▶ Your objective: Print out every record exactly as it appears.
Segment Start: Given data
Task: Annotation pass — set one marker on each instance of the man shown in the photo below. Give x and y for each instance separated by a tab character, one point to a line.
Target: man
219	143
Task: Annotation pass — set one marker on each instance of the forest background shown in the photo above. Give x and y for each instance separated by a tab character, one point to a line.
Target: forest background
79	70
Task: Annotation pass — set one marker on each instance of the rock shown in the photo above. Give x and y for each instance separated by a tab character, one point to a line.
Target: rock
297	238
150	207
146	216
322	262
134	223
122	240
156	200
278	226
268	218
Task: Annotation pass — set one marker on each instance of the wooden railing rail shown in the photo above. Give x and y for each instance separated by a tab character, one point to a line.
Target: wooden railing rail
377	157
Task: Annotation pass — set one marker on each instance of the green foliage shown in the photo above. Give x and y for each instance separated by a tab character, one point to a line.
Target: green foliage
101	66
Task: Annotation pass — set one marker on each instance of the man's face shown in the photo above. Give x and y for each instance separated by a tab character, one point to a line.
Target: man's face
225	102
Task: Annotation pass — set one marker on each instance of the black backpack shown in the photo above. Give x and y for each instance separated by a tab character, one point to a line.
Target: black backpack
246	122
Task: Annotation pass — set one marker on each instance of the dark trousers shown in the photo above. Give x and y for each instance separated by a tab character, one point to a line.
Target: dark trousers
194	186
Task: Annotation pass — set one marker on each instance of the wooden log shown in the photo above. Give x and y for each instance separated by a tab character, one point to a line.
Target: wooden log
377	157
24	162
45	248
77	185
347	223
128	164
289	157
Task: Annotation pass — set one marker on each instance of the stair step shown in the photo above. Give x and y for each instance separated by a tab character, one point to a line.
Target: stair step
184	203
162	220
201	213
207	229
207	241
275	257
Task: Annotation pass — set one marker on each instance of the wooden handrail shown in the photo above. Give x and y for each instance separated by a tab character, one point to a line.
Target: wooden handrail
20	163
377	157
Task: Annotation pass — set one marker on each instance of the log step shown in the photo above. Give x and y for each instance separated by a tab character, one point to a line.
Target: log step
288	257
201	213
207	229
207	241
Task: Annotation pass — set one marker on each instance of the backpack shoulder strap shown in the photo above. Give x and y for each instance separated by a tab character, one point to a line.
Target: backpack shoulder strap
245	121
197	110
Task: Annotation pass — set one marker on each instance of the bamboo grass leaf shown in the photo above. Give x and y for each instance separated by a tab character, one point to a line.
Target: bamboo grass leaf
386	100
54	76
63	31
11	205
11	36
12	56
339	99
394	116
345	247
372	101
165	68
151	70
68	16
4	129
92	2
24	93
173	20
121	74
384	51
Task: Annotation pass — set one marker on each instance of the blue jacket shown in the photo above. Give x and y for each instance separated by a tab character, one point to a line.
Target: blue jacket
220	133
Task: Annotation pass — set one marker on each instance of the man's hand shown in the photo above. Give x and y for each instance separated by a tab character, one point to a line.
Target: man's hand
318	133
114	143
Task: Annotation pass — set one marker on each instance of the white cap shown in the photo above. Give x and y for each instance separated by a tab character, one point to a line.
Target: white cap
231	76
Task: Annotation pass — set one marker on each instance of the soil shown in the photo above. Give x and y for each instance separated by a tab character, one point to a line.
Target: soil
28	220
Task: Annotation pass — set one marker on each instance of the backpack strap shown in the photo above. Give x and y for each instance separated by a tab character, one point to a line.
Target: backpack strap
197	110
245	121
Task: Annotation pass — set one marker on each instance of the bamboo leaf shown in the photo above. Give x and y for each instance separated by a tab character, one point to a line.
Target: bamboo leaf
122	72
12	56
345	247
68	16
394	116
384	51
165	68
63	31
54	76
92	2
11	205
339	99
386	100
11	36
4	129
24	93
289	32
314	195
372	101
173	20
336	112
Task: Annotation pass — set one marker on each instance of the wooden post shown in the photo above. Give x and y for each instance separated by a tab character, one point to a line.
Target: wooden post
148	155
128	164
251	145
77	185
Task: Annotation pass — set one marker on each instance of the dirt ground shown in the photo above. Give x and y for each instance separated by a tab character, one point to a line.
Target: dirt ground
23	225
Segment End: Given data
▶ Your response:
Task: Annotation pass — set one marker on each instance of the man shown in the photo below. Give x and y for each instance separated by a tab character, one point to a line.
Target: man
219	143
Task: Annotation pass — set one marker on each instance of the forest background shown in the photo above. Give x and y for each instance separated by a tab character, one point to a line.
Target: forest background
79	70
Task: Annotation pass — set one marker on each instance of the rock shown in the photo above. Give x and y for each instance separated by a tab character, one point to a line.
Target: rock
297	238
150	207
146	216
322	262
134	223
122	240
156	200
278	226
268	218
Task: Annotation pass — set one marker on each instance of the wooden railing rail shown in the photo above. Give x and y for each instance separated by a tab character, one point to a line.
Target: wooden railing rail
377	157
Task: Annotation pass — set one marker on each instance of the green foliage shown in the photo above. Give x and y for each instance separated by a tab character, one point to a line.
Target: green foliage
101	66
Task: Annotation pass — set one marker on each instance of the man's face shown in the photo above. Give x and y for each instance separated by a tab character, one point to a line.
Target: man's face
225	102
Task: Annotation pass — set one marker on each instance of the black backpack shown in the photo above. Give x and y for each instance separated by a tab character, one point to a line.
Target: black backpack
246	122
Task: Annotation pass — set one marker on each instance of the dark trousers shown in the photo above. Give x and y for each instance separated by a tab character, one point to a line.
Target: dark trousers
194	186
Task: Annotation pass — set one marker on each instance of the wooden log shown in the photo above. Give x and y for each instance separated by a tab character, one point to a line.
Target: wooden log
377	157
24	162
45	248
77	185
347	223
128	164
289	157
Task: Annotation pass — set one marker on each instance of the stair step shown in the photo above. Give x and y for each instance separated by a tab character, one point to a line.
Target: stair step
184	203
162	220
201	213
207	229
207	241
275	257
Task: Annotation pass — set one marker on each instance of the wooden handrail shown in the photo above. Give x and y for each instance separated by a tab character, one point to a line.
Target: wooden handrail
20	163
377	157
Task: Annotation pass — set one marker on each instance of the log step shown in the photo above. Give x and y for each instance separated by a tab character, one point to a line.
Target: log step
288	257
201	213
207	229
207	241
Task: Annotation pass — set one marker on each instance of the backpack shoulder strap shown in the photo above. Give x and y for each instance separated by a tab character, one point to a line.
Target: backpack shoulder strap
245	121
197	110
Task: Annotation pass — set one marker on each instance of the bamboo grass leaf shown in the photo above. Give x and y for each instance separated by a tab character, one point to a line.
Target: bamboo grass leaf
386	100
54	76
63	31
11	205
11	36
12	56
339	99
394	116
345	247
372	101
165	68
151	70
68	16
4	129
92	2
24	93
173	20
121	74
384	51
Task: Annotation pass — set one marker on each instance of the blue jacket shown in the photo above. Give x and y for each instance separated by a tab character, one point to a line.
Target: blue jacket
220	133
Task: Annotation pass — set one marker on each instance of the man's hand shown in the photo above. Give x and y for each instance separated by a tab character, one point to a line.
Target: man's hand
318	133
114	143
Task: Annotation pass — set one marker on each instance of the white cap shown in the photo above. Give x and y for each instance separated by a tab character, one point to a line.
Target: white cap
231	76
Task: Annotation pass — set one marker on each instance of the soil shown in the photo above. Give x and y for each instance separated by a tab character, one point to a line.
Target: soil
28	220
Task: Annotation pass — set one marker on each instance of the backpack strap shown in the photo above. Give x and y for each instance separated by a tab character, one point to a line.
Target: backpack strap
197	110
245	121
Task: Annotation pass — set one marker on each instance of the bamboo leaf shown in the photo above. Give x and y for each instance separated by a tab character, one point to a line.
Target: bamboo leaf
122	72
12	56
345	247
68	16
394	116
384	51
165	68
63	31
54	76
92	2
11	205
339	99
386	100
11	36
4	129
24	93
289	32
314	195
372	101
173	20
336	112
Task: Annotation pass — set one marker on each instance of the wooden post shown in the photo above. Give x and y for each instance separated by a tab character, one point to a line.
Target: wooden post
148	155
128	164
251	145
77	185
Task: Annotation pass — set one marker on each instance of the dirt ground shown in the photo above. Give x and y for each instance separated by a tab character, one point to a line.
Target: dirt ground
23	225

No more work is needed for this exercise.